WHAT YOU WILL DO =>
(a) In the blog post on Tardar Sauce's death, rewrite the paragraph that begins "Yes, they do – but what we call" as a short bulleted list that keeps its main facts.
(b) List every question that the blog post on Tardar Sauce's death voices on behalf of its readers.
(c) Extend the blog post on Tardar Sauce's death past its final sentence.

EXCERPTED PASSAGE =>
==*==
In case you hadn’t heard, the world’s most famous cat, Tardar Sauce, died on Friday. Beloved by millions (literally…) because of “her” Instagram account, her unique facial features were reportedly the result of a form of dwarfism. Some said that she was exploited, but her owners seem to have taken excellent care of her – I’m not going to explore that in this blog though. No, from a veterinary perspective, her death – as reported – was curious. She was seven years old, and according to the media, died of complications of a urinary tract infection. This is unusual, and worth commenting on.
Do you think she was killed then? Was it a plot to steal her money or fame?
No, of course not! We have no reason to doubt the reports coming from her by all accounts loving owners. However, while urinary tract infections are not that uncommon, to develop one at only seven years of age us decidedly unusual.
Why? Don’t cats get cystitis all the time?
Yes, they do – but what we call “cystitis” in cats isn’t the same as in most other animals, or in humans. The term “cystitis” means inflammation of the bladder, and while there are a number of causes, in dogs, humans, and most other species, bacterial infection is the most common cause. It is more common in females than males (because the urethra is wider and shorter, and also because of the greater proximity of the urethra to the anus in many species). However, cats (of course!) are different. In fact, to highlight this difference, we often refer to it as “Feline Lower Urinary Tract Disease”, or FLUTD.
==*==
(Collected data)
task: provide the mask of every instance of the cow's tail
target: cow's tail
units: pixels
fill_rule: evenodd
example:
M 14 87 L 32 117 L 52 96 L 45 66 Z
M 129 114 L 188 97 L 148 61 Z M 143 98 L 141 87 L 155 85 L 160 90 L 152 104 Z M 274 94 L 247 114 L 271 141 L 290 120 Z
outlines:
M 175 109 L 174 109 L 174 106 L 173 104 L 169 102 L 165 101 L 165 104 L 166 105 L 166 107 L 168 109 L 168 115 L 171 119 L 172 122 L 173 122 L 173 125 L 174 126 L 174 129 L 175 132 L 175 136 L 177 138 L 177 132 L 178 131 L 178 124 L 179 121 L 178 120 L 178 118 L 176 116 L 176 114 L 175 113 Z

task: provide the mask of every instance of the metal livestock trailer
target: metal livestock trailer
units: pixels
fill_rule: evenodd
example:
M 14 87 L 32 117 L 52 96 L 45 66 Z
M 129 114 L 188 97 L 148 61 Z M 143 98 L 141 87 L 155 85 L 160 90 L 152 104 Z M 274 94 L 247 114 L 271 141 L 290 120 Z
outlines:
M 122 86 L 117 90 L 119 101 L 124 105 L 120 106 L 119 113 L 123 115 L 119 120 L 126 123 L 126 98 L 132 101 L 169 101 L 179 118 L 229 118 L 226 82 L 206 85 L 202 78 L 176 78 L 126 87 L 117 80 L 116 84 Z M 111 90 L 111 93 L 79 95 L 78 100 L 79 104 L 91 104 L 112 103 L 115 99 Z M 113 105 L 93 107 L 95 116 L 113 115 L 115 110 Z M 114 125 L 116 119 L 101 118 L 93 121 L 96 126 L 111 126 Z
==*==
LIST OF ANSWERS =>
(a)
- Cats do get "cystitis" often, but in cats it is not the same condition as in most other animals or in humans.
- "Cystitis" means inflammation of the bladder.
- It has several causes. In dogs, humans and most other species, bacterial infection is the most common one.
- In those species it is more common in females, because their urethra is wider and shorter and, in many species, closer to the anus.
- Cats are different. To highlight this, the condition in cats is often called Feline Lower Urinary Tract Disease (FLUTD).

(b)
- Do you think she was killed then?
- Was it a plot to steal her money or fame?
- Why?
- Don't cats get cystitis all the time?

(c)
What causes cystitis in cats?
There are a wide range of possible causes; in a female cat, the commoner ones include:
- Infection is of course possible, but only accounts for between 5% and 15% of all cystitis cases.
- Urolithiasis – bladder stones are quite common, presenting initially as crystals, but eventually developing into large solid stones which can block the urethra. There are a range of causes, particularly a high mineral diet, and insufficient water intake.
- Tumours of the bladder, typically transitional cell carcinomas. These are often malignant, although fortunately are quite rare.
- Unfortunately, in about 60-70% of cases, the cause is unknown. We tend to refer to these cats as having “Idiopathic Cystitis”. The exact causes are still being investigated, but certainly stress and handling stress poorly seem to be the key factors. Obesity is also thought to contribute to this frustrating condition.
So infection is certainly possible – why is her age a factor?
Because bacterial infection is very rare in cats under 8 years old – the old rule in veterinary diagnostics is “if you hear hoofbeats, look for horses, not zebras” – because “common things are common”.
Why would a urinary tract infection be fatal?
It wouldn’t normally. However, if the infection spread up into the kidneys, causing pyelonephritis, the resulting kidney damage could easily prove fatal. Cats are prone to kidney failure anyway, as a result of their protein-heavy metabolism, and so any additional renal damage is potentially very serious.
Also very likely now, sadly, is antibiotic resistance – more and more bacteria are becoming resistant to the effects of common antibiotics, and as a result, a small but growing number of otherwise minor infections are proving fatal.
What are the signs of cystitis in cats?
Typical signs are the same whatever the cause, and include:
- Pain and difficulty urinating
- Urinating more frequently
- Bloodstained urine
- Urinating in unusual places
- Overgrooming around the back end (possibly due to the sting or pain when urinating)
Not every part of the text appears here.